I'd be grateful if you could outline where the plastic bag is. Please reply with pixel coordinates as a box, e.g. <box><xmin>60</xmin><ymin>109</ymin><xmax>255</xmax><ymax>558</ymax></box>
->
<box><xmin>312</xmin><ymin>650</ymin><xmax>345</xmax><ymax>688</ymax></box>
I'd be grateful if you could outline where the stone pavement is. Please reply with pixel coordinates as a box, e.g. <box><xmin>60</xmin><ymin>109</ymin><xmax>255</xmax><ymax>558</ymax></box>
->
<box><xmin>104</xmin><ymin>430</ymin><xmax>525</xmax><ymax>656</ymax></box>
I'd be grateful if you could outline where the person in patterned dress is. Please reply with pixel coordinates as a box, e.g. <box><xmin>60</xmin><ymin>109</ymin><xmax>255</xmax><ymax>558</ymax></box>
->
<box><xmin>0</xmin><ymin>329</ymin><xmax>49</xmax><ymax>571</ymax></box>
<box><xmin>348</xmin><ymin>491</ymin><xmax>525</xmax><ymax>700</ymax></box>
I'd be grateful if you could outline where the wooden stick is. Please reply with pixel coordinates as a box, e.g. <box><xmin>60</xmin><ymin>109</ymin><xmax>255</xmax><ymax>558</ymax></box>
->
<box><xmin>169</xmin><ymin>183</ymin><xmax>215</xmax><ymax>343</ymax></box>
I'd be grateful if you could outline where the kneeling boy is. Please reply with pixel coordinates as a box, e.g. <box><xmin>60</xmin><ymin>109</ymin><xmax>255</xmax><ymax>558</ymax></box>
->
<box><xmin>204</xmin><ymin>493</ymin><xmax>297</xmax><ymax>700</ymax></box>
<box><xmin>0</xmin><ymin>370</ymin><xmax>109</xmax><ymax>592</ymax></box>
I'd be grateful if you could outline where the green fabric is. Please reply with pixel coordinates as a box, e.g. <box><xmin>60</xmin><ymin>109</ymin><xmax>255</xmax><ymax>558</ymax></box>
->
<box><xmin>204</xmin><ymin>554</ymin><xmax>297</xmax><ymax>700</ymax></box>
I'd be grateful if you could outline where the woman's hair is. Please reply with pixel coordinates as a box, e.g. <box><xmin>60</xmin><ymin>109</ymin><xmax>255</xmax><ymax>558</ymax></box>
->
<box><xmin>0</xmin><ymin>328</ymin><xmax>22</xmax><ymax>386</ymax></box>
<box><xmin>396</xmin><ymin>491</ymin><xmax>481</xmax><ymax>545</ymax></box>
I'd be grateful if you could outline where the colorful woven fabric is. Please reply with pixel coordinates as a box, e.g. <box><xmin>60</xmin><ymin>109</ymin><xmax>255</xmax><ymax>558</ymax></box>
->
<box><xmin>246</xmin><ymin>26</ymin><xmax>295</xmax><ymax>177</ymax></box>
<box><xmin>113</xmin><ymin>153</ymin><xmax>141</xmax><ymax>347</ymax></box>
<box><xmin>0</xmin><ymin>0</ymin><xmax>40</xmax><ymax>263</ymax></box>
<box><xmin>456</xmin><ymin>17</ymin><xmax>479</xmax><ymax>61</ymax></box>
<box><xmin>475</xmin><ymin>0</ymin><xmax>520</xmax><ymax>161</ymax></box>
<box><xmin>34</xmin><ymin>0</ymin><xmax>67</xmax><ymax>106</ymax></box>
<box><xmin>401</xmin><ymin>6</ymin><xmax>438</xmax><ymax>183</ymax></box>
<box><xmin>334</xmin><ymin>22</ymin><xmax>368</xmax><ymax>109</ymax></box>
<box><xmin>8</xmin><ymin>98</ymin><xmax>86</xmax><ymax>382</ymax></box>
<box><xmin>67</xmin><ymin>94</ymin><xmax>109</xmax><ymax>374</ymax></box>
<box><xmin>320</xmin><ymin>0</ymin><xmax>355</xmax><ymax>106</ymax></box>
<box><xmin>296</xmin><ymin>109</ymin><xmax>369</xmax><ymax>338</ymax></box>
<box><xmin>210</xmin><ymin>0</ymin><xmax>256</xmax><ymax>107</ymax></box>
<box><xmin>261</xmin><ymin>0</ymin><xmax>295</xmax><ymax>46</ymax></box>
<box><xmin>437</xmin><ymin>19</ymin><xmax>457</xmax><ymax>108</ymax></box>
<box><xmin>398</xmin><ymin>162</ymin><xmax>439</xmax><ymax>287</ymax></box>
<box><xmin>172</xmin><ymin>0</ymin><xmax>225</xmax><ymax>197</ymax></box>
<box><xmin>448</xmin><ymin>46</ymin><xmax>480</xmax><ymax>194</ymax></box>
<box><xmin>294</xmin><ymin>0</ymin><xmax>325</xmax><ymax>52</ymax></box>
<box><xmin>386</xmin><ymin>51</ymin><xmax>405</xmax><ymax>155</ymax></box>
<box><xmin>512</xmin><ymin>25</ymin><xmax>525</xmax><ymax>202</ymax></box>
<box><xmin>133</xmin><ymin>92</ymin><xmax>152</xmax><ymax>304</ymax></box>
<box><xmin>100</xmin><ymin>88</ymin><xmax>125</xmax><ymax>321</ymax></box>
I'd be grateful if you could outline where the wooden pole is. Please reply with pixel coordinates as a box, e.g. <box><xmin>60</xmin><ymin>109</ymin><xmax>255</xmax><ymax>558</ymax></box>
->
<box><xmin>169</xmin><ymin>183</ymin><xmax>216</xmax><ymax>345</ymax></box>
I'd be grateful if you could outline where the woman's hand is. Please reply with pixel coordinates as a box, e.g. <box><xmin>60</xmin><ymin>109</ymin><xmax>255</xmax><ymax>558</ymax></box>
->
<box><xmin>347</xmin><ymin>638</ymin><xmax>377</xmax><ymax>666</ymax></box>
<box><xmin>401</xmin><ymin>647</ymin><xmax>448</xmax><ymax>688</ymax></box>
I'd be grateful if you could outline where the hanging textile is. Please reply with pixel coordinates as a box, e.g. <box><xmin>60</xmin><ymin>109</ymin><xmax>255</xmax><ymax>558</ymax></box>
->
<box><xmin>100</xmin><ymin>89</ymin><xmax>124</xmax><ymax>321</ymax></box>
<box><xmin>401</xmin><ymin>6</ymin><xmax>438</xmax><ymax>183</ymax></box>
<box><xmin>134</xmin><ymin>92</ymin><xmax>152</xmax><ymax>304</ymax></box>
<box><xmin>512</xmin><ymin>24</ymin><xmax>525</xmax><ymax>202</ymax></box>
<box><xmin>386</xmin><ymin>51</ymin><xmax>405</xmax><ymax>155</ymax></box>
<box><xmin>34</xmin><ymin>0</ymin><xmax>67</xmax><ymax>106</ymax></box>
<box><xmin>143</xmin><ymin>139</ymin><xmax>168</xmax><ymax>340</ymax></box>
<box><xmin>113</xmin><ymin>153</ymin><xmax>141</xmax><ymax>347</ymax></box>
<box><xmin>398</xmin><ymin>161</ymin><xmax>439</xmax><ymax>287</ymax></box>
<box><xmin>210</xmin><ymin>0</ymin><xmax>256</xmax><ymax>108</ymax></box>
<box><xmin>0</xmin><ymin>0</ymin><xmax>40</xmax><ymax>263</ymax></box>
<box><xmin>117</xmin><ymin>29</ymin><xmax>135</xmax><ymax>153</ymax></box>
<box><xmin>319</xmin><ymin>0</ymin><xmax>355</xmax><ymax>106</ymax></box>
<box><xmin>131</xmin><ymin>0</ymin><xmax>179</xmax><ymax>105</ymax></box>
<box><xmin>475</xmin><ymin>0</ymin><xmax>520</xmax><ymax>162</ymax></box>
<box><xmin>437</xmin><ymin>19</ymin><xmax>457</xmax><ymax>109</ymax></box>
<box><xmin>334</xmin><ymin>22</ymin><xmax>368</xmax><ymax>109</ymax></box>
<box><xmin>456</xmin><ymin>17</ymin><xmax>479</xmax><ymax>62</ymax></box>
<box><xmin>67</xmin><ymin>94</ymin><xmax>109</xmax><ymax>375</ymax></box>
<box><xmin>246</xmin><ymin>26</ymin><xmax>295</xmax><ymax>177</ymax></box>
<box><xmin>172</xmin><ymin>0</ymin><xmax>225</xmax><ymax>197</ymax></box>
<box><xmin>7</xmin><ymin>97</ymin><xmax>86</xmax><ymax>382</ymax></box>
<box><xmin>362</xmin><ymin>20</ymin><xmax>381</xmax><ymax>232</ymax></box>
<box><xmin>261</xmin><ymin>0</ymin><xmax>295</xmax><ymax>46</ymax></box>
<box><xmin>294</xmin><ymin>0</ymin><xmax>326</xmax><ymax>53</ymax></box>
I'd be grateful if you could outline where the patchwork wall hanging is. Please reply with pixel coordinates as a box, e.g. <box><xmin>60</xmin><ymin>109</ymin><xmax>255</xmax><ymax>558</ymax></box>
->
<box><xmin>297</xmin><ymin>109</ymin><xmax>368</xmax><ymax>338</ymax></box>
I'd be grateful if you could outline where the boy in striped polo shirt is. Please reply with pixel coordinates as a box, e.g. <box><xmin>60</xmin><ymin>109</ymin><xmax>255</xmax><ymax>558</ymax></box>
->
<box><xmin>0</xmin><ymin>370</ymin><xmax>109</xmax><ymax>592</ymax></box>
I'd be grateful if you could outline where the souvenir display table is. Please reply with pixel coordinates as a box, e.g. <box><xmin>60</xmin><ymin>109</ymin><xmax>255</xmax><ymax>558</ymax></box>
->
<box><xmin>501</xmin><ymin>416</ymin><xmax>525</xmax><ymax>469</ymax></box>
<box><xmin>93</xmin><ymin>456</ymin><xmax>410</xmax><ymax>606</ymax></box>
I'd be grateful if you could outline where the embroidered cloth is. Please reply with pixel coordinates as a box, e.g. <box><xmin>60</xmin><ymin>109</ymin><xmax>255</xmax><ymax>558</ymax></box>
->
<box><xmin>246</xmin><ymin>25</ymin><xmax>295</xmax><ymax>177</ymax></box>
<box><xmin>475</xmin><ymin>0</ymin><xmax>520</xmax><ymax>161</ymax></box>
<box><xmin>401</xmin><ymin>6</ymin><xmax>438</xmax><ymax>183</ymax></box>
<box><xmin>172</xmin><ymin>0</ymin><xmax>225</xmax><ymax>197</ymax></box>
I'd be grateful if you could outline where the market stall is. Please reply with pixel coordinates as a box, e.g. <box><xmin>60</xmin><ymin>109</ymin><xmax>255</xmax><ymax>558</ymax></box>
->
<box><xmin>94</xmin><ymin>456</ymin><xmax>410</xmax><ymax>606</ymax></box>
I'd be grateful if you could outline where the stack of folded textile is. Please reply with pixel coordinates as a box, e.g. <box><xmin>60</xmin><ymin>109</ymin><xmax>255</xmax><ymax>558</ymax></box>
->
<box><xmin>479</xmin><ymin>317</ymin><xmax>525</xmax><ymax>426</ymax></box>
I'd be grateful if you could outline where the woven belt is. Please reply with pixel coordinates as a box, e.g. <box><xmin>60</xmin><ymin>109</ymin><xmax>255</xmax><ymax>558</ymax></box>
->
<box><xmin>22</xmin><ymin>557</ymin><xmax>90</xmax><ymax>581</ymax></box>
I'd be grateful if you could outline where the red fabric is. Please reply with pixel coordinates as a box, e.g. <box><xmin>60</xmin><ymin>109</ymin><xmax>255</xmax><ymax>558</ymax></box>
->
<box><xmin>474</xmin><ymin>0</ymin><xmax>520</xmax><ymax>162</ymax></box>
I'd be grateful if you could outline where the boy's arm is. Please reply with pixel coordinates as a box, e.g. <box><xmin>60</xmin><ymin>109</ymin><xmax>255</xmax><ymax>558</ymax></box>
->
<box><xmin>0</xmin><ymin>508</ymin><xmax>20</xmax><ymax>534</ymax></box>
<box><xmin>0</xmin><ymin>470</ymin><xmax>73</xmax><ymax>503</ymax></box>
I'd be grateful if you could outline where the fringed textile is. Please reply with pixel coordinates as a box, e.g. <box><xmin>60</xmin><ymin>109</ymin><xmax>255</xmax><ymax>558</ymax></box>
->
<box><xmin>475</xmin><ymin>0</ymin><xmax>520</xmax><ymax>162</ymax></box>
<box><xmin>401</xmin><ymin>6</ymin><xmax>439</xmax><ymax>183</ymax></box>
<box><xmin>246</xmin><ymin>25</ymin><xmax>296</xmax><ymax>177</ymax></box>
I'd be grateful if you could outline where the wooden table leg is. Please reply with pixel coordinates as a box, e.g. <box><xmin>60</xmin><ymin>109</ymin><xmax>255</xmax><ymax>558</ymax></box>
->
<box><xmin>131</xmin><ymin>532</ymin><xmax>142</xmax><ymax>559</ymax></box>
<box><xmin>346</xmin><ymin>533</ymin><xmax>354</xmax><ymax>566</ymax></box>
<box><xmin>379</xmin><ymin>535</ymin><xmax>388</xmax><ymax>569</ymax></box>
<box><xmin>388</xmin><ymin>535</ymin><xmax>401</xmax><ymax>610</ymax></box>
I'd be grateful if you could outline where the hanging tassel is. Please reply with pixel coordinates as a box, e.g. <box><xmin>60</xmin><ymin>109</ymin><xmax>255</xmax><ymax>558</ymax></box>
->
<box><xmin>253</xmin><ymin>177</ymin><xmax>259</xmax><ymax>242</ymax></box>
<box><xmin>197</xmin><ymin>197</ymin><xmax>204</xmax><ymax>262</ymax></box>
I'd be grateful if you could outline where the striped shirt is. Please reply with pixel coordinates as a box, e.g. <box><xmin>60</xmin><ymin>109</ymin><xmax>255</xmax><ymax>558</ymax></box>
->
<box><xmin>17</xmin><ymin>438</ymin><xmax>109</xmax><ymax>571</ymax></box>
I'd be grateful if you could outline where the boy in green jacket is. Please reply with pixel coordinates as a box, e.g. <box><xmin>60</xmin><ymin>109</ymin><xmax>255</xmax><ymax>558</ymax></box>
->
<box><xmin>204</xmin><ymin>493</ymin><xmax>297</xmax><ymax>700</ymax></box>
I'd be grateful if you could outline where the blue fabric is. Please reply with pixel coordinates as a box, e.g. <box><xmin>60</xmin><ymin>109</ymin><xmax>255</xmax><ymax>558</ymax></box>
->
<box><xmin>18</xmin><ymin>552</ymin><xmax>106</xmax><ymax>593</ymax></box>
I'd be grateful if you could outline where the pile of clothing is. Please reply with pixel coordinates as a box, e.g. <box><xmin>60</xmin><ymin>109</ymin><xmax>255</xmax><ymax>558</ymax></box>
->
════════════════════
**Written request:** Show every line of the rows above that contains the word "shirt", treating case as significant.

**Exercise answer:**
I'd be grateful if you could outline where the boy in striped polo shirt is. Please reply with pixel coordinates as a box, e.g. <box><xmin>60</xmin><ymin>109</ymin><xmax>255</xmax><ymax>558</ymax></box>
I'd be grateful if you could outline where the striped shirt is. Please reply with pixel coordinates as a box, e.g. <box><xmin>60</xmin><ymin>109</ymin><xmax>255</xmax><ymax>558</ymax></box>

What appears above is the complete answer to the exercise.